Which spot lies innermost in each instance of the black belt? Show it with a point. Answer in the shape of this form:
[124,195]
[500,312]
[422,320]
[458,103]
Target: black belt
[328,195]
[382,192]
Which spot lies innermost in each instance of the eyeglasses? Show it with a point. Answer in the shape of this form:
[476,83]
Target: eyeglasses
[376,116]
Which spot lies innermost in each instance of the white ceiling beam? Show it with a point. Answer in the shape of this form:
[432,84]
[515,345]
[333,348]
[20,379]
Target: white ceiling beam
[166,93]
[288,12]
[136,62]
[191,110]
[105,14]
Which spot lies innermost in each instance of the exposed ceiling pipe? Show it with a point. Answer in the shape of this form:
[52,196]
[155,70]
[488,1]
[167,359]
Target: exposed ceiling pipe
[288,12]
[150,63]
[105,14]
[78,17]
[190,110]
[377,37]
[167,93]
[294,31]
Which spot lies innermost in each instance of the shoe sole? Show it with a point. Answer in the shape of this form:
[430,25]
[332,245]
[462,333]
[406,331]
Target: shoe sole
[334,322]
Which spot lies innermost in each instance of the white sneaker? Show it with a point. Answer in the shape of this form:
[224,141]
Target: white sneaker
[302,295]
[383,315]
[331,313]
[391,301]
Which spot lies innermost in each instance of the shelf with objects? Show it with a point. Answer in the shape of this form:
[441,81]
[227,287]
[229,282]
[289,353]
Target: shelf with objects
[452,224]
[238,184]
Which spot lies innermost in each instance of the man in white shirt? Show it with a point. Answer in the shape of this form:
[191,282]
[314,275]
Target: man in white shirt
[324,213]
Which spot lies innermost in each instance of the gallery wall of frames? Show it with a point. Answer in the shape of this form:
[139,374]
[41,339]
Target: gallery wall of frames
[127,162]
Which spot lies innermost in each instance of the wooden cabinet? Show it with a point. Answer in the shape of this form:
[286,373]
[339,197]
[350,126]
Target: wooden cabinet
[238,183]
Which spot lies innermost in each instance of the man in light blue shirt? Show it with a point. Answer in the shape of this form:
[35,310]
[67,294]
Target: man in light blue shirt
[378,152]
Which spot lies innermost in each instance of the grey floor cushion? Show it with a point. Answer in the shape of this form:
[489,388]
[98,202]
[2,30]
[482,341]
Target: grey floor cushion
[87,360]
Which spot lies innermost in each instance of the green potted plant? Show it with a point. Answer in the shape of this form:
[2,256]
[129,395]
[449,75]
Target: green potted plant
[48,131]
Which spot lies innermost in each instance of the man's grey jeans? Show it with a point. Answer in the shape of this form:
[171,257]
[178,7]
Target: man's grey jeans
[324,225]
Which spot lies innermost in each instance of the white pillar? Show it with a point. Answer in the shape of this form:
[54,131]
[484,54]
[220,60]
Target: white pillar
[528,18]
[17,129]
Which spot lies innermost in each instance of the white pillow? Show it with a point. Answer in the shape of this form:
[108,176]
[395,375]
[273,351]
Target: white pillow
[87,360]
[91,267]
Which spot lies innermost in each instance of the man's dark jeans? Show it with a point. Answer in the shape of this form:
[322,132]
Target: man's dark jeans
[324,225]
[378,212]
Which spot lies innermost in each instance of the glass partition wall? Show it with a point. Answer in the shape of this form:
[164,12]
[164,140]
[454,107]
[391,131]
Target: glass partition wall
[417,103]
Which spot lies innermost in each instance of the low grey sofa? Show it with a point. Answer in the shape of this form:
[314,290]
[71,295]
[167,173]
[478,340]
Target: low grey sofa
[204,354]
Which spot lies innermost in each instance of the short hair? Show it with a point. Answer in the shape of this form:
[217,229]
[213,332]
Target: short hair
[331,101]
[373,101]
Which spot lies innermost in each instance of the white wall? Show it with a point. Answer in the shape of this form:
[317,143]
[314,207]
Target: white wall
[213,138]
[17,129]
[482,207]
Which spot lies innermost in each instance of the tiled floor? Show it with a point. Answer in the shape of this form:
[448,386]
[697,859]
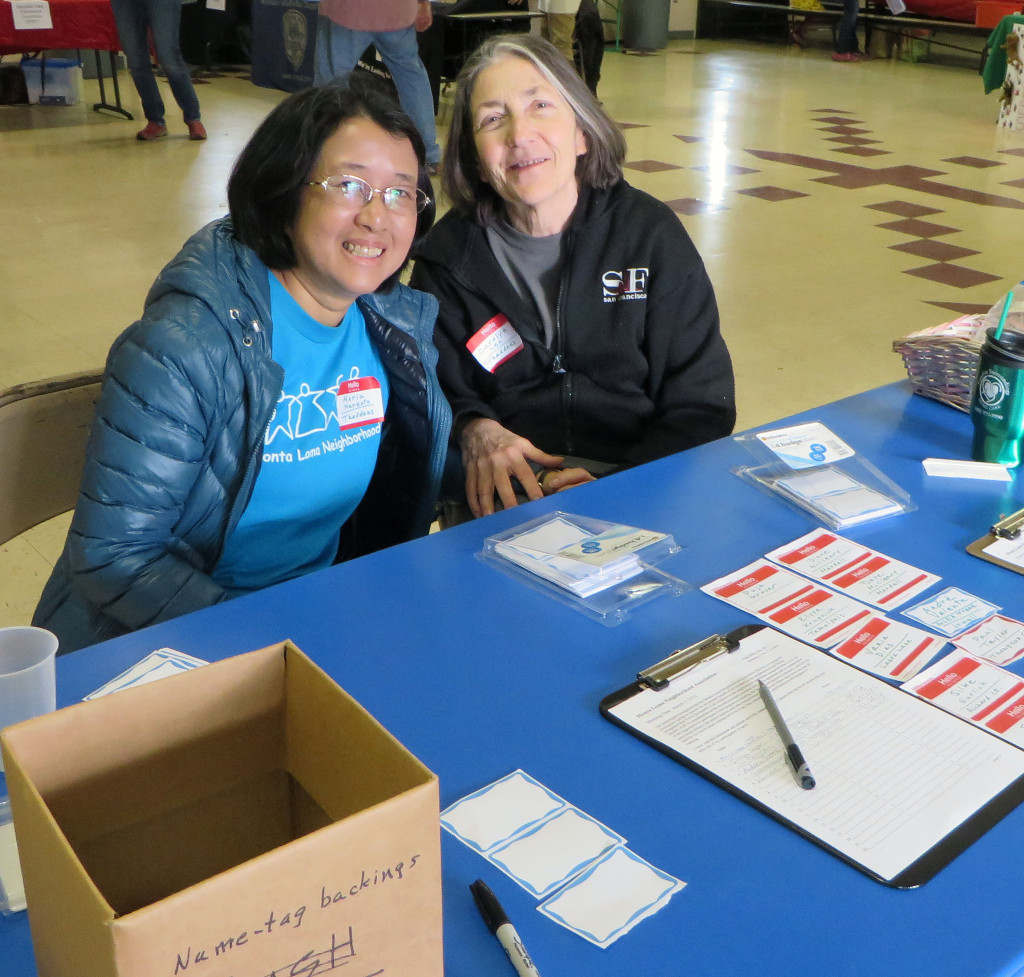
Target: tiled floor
[837,207]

━━━━━━━━━━

● **WHAT IS ASKED**: Each record above should come back exactly the same, only without its pictures.

● **EXERCISE RESPONSE**:
Which spot lies innermost in each instance of the black belt? Show it with a point. Answer in the shape of this form:
[124,195]
[500,312]
[422,320]
[458,103]
Target: black belt
[328,195]
[382,192]
Which spot lies innermost in each instance of the eyeglasses? Show it with a point. Answer in the shape of this form:
[476,83]
Target: eyeglasses
[376,116]
Which spot lies innermost in each instance of the white ceiling beam? Show it with a point. Answer in the shape of this form:
[432,84]
[515,345]
[333,348]
[20,379]
Target: white ceiling beam
[166,93]
[288,12]
[136,62]
[191,110]
[105,14]
Which spot lies innermost in each instance of the exposed ceiling pipe? Show it with a point. Answer in the shape of this form:
[52,196]
[155,70]
[488,1]
[167,359]
Target: exposed ceiling pipe
[288,12]
[150,63]
[105,14]
[78,17]
[190,110]
[377,37]
[167,93]
[294,31]
Which spot lies innermost in each instance of the shoe sole? Show it with a point. Answer in the shape of this form:
[430,25]
[332,245]
[462,333]
[406,331]
Target: shoe sole
[334,322]
Which spot lies innermost in each instance of the white sneaker? Show it with a point. Answer in the shape of this form:
[224,141]
Target: white sneaker
[302,295]
[383,315]
[331,313]
[391,301]
Which spot lies innermost in each instance of the shelf with objects? Show it with a point. Answer in the shape of this form:
[441,81]
[227,287]
[229,282]
[289,353]
Target: shelf with objects
[452,224]
[238,184]
Which spot lies innermost in each instance of the man in white shirt? Show it with a point. Answer in the shape of this form:
[191,282]
[314,275]
Target: man in white shirt
[324,213]
Which spot lies innermost in each instance of the gallery wall of frames? Show it with a point. Answer in the shape of this form:
[139,374]
[41,339]
Target: gallery wall of frames
[127,162]
Which spot lies innermost in each instance of the wooden cabinet? Show it with a point. Answer in the shape of this form:
[286,373]
[339,197]
[350,126]
Target: wooden cabinet
[238,183]
Which spot lies innermost in each instance of the man in light blue shirt? Show it with a point. Answer in the shape of this form:
[35,310]
[67,294]
Target: man in light blue shirt
[378,152]
Which spot lies innermost in each instance of the grey floor cushion? Show it with a point. Answer in the shape of this form:
[489,388]
[98,202]
[2,30]
[482,341]
Target: grey floor cushion
[87,360]
Which spot lies innermost in each instance of the green potted plant? Show it with a point. Answer in the shape of this form:
[2,256]
[129,395]
[449,75]
Target: green potted plant
[48,131]
Which spot lies innermost in each instance of the man's grey jeans? Show it with a point. Answer in the shape of this form:
[171,257]
[178,7]
Target: man's grey jeans
[324,225]
Which spot lies innermost in each instance of the white pillar? Show it with a point. Answer in the shape of this form:
[54,131]
[484,54]
[220,60]
Target: white pillar
[528,18]
[17,129]
Which spot lies innermost in each instance of the white pillow? Show it with a point. Answer in the shape of this form:
[108,176]
[395,375]
[273,351]
Target: white pillow
[87,360]
[91,267]
Which spot lies innermost in each instance of the man's dark jeans? Show it with a point. Answer in the shape of this form:
[322,132]
Target: man's dark jeans
[324,225]
[378,212]
Which spot lies innermost in each instance of the glass partition wall? Show it with a point. Answer in the shape of this form:
[164,12]
[164,140]
[454,107]
[391,131]
Target: glass partition wall
[417,103]
Which spot lies innermost in each instance of the low grey sofa? Show it with a point. Answer in the shape of this form:
[314,290]
[71,295]
[167,173]
[478,340]
Target: low grey sofa
[204,354]
Which spot lies innermost in each instance of the short hair? Show it with a point. Answer in the shape of this form:
[217,229]
[213,332]
Target: short hair
[331,101]
[373,101]
Which spot lies innermost in each instance of the white wall? Show it with a point. Answer in the shape of this form:
[317,143]
[314,207]
Target: white wall
[213,138]
[17,129]
[482,207]
Which spot lies innermost in each instance of the tiled floor? Show it with a point. Answer in the shape of this form:
[448,386]
[697,859]
Target: tiled floor
[837,207]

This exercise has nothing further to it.